• Work order:
Transcribe each entry so that it matches the original exactly.

• Stored data entries:
● ● ● ● ● ● ●

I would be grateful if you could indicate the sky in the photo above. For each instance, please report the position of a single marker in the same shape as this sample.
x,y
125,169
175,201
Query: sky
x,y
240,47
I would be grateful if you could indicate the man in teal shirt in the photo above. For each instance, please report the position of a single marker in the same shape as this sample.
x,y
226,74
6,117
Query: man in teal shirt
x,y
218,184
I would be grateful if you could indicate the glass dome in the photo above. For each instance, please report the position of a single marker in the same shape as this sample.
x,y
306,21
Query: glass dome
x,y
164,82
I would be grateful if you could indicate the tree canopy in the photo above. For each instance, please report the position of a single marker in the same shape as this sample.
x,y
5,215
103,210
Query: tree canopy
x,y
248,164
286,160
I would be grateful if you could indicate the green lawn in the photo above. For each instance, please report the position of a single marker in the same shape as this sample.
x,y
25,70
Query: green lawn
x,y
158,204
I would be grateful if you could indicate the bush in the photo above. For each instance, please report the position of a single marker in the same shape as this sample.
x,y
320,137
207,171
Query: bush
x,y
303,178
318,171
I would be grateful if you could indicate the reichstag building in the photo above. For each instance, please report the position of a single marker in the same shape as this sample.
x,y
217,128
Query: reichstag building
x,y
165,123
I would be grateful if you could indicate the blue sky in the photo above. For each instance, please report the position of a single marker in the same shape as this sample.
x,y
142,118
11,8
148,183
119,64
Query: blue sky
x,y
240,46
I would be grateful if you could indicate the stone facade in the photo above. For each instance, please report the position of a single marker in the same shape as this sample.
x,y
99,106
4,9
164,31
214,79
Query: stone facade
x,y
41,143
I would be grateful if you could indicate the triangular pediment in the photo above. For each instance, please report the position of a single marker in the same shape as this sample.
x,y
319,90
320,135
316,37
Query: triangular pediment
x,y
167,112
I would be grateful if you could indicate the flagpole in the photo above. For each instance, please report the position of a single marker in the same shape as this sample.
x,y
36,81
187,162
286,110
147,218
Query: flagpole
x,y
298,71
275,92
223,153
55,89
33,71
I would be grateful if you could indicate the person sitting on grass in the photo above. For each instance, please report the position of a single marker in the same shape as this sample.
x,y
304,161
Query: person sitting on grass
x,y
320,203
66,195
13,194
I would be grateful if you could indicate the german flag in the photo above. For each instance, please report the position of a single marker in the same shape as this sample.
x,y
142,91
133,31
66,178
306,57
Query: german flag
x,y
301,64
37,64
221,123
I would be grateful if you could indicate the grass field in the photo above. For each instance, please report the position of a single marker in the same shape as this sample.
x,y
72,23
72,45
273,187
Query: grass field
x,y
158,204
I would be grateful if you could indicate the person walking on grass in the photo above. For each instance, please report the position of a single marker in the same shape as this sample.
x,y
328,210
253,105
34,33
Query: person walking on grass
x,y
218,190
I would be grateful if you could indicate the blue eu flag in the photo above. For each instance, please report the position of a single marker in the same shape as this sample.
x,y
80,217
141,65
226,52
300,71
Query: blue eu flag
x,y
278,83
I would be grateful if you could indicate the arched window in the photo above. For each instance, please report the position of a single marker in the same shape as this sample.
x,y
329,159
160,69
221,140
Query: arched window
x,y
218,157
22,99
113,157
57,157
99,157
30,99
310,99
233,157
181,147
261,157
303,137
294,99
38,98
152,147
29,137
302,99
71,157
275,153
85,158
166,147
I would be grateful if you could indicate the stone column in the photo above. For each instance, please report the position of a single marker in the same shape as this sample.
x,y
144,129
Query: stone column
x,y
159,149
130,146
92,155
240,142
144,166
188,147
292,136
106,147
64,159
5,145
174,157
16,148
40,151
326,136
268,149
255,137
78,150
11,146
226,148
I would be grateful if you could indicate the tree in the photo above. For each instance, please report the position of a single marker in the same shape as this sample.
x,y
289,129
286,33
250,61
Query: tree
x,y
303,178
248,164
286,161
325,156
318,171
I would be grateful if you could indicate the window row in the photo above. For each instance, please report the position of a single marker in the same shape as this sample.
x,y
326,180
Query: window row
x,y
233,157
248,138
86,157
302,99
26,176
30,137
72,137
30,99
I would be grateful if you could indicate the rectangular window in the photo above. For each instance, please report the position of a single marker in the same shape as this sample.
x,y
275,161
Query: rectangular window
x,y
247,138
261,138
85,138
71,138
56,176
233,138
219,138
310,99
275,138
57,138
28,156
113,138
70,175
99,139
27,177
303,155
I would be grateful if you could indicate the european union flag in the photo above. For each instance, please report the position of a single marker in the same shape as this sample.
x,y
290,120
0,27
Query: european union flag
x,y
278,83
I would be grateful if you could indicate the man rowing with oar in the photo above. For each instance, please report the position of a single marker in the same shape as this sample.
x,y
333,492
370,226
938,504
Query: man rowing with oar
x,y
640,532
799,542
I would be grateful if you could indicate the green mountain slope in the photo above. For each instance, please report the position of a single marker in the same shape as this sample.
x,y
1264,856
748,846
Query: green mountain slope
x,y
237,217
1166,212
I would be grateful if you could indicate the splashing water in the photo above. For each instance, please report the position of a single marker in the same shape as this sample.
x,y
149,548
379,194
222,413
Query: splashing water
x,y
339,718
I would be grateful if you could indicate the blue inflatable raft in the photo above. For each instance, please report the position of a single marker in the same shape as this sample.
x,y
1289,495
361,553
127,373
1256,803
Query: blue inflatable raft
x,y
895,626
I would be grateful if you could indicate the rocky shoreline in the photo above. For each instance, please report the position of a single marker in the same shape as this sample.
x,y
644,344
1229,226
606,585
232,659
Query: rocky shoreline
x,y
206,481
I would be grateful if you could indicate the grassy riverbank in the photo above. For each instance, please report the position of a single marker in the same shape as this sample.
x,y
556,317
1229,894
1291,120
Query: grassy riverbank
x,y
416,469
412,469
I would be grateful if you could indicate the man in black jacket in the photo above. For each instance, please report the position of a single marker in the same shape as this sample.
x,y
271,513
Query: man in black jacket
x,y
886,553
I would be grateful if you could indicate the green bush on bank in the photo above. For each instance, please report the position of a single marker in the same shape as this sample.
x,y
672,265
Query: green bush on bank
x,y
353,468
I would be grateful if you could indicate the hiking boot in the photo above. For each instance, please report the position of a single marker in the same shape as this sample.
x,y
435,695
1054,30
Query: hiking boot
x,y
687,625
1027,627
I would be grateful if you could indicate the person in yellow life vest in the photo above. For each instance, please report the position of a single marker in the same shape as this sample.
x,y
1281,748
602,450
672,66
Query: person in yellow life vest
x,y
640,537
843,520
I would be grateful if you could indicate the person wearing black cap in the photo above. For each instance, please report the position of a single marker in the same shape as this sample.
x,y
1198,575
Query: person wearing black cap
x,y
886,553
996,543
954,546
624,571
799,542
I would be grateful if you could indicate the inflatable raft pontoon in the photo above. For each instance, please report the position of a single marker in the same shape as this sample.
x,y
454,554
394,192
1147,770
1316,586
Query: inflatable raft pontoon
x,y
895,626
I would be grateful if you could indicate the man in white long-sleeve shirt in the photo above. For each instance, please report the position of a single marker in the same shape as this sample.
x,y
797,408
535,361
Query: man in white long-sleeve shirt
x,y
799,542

● ● ● ● ● ● ●

• Answer to the problem:
I would be grateful if you could indicate the sky in the photo above. For each instance, please report the position of a single marker in the same shape as this sample.
x,y
125,169
175,201
Query: sky
x,y
240,47
I would be grateful if you could indicate the man in teal shirt in the photo above. For each instance, please report the position of a single marker in the same shape as this sample.
x,y
226,74
6,117
Query: man in teal shirt
x,y
218,184
I would be grateful if you could indicate the glass dome in the photo above. For each instance, please report the position of a single marker in the same shape as this sample.
x,y
306,21
Query: glass dome
x,y
164,82
I would be grateful if you could indicate the tree canopy in the photo above. For each instance, please report the position of a single marker in the same shape as this sample.
x,y
5,215
103,210
Query: tree canopy
x,y
248,164
286,160
I would be grateful if you could indicate the green lawn in the photo above. For each instance, please report the position of a single marker in the same shape as this sample.
x,y
25,70
Query: green lawn
x,y
158,204
I would be grateful if you could indicate the bush in the photo above. For each instance, please report the position of a single marker in the same shape as this sample.
x,y
320,137
207,171
Query: bush
x,y
303,178
318,171
I would be grateful if you could indicate the reichstag building in the photo above. For each instance, please report the position of a single marker in the same shape as this sample.
x,y
217,128
Query: reichstag building
x,y
165,123
I would be grateful if you could indicate the blue sky in the photo above. For each instance, please report the position of a single marker in the same shape as this sample.
x,y
142,118
11,8
148,183
119,64
Query: blue sky
x,y
240,46
I would be grateful if you could indicate the stone facade in the photo above. For each instance, please report the position of a single marker in the same shape as this sample.
x,y
99,106
4,9
164,31
214,79
Query: stone facade
x,y
41,143
I would be grateful if you could indicate the triangular pediment in the photo above. For each instance, please report the position of a single marker in the same shape as this sample.
x,y
319,90
320,135
316,37
Query: triangular pediment
x,y
167,112
I would be grateful if you could indicate the flagpole in the photo above. For each instance, please report the position of a single marker in the same shape as this sample.
x,y
36,81
187,162
286,110
147,218
Query: flagpole
x,y
298,71
275,92
223,153
55,89
33,71
I would be grateful if you could indicate the person sitting on grass in the photo above. For each instance, please report the position of a single marker in the same shape as this sample.
x,y
304,161
Query: person sitting on grass
x,y
320,203
66,195
13,194
I would be grateful if you could indicate the german flag in the photo above. For each instance, please report the position of a single marker in the same shape as this sample.
x,y
142,91
133,31
66,178
306,57
Query: german flag
x,y
301,64
37,64
221,123
I would be grateful if you could indicate the grass field in the photo above. For each instance, please report the position of a single marker in the same shape as this sample.
x,y
72,23
72,45
273,187
Query: grass field
x,y
158,204
I would be grateful if you could indicate the person walking on grass in the photo above. For each instance, please report the position of a single marker in the same shape as this sample.
x,y
328,210
253,105
34,33
Query: person walking on grass
x,y
218,190
I would be grateful if you could indicate the blue eu flag in the photo above. For each instance, please report the position of a single marker in the same shape as this sample.
x,y
80,217
141,65
226,52
300,71
Query: blue eu flag
x,y
278,83
I would be grateful if you could indicate the arched window in the photo above. For each instance, please report the position of a single marker in the same shape as this sample.
x,y
329,159
160,69
221,140
Query: arched window
x,y
218,157
22,99
113,157
57,157
99,157
30,99
310,99
233,157
181,147
261,157
303,137
294,99
38,98
152,147
29,137
302,99
71,157
275,153
85,158
166,147
I would be grateful if you could indicate the stone column in the photo above. For each instance, please report the position of a single marker in the same shape as this sample.
x,y
144,129
Query: stone column
x,y
159,149
130,146
92,155
240,142
144,166
188,147
292,136
106,147
64,159
5,145
174,157
16,148
40,151
326,136
268,149
255,137
78,150
11,146
226,148
I would be grateful if you could indicate the tree in the photo above. For each instance, please report the position of a single marker in the same shape as this sample.
x,y
289,129
286,33
250,61
Query: tree
x,y
303,178
248,164
286,161
325,156
318,171
I would be grateful if you could indicate the window row in the photo above. For each instance, please report the position of a single marker in the same shape as this sample.
x,y
326,180
Query: window row
x,y
233,157
248,138
86,157
302,99
26,176
30,137
72,137
30,99
I would be grateful if you could indicate the rectangular window in the photo above. For each instance, please report the position of a single marker in the same shape as this sample.
x,y
275,161
Query: rectangular window
x,y
247,138
261,138
85,138
71,138
56,176
233,138
219,138
310,99
275,138
57,138
28,156
113,138
70,175
99,139
27,177
303,155
I would be grateful if you could indicate the european union flag in the photo above. For each instance, please report the position of a single marker in the same shape as this sample.
x,y
290,120
0,27
Query: european union flag
x,y
278,83
I would be grateful if you could indicate the man rowing with oar in the photo above. For each instance, please report the position of a single marker in the same shape as this sample.
x,y
333,492
370,226
938,504
Query: man rowing with oar
x,y
640,532
799,542
I would be grateful if you could indicate the green mountain slope in the photo above. For each instance, please report the position of a single marker in the same shape as this sample.
x,y
1264,856
748,846
Query: green mountain slope
x,y
237,217
1166,212
I would be grateful if you could indicate the splashing water in the photo above. For each instance, please report the position of a single marker in the same shape as this sample.
x,y
149,548
379,194
222,413
Query: splashing water
x,y
339,718
I would be grateful if you could indicate the blue inflatable raft in the photo above. For each instance, please report the position of a single marker in the same shape as this sample.
x,y
1289,495
361,553
127,373
1256,803
Query: blue inflatable raft
x,y
895,626
I would be grateful if you could indicate the rocky shoreline in the photo above. For each instance, please report the position of a single marker in the same shape as this sample.
x,y
644,344
1229,226
606,585
232,659
Query: rocky shoreline
x,y
206,481
I would be grateful if you could indicate the grassy riverbank in the photo above. For each instance, please report the position of a single marker in the same shape as this sample.
x,y
556,317
1229,894
1291,120
Query: grassy riverbank
x,y
416,469
412,469
I would be grateful if you could indicate the man in black jacket in the photo above. For each instance, please report the position of a single marker in the same shape as this sample.
x,y
271,513
Query: man in black jacket
x,y
886,553
I would be grateful if you could indicate the green bush on bank in the photo above. For each instance, please report the position of a single marker in the same shape as this sample.
x,y
672,265
Query: green bush on bank
x,y
353,468
I would be grateful if you could indicate the hiking boot in the photo above. For each instance, please report the position of a single marker in the same shape as this sample.
x,y
435,695
1054,30
Query: hiking boot
x,y
687,625
1027,627
I would be grateful if you could indicate the person in yellow life vest in the photo above. For each instance, please report the position of a single marker in the same shape as this sample.
x,y
1281,748
602,450
672,66
Query: person in yellow life vest
x,y
640,537
843,520
I would be grateful if you could indicate the person wearing black cap in the photo above. For each instance, please report the position of a single marker in the same shape as this sample.
x,y
1198,575
Query: person wearing black cap
x,y
886,553
996,543
954,546
624,571
799,542
I would be grateful if you could indicate the inflatable raft pontoon in the photo above. For each instance, please report the position of a single marker in the same shape as this sample.
x,y
454,554
394,192
1147,770
1316,586
Query: inflatable raft pontoon
x,y
895,626
I would be grateful if you could indicate the man in white long-sleeve shirt in the photo above. For each instance, please report the position of a single marker in the same shape as this sample.
x,y
797,408
535,361
Query: man in white long-sleeve shirt
x,y
799,542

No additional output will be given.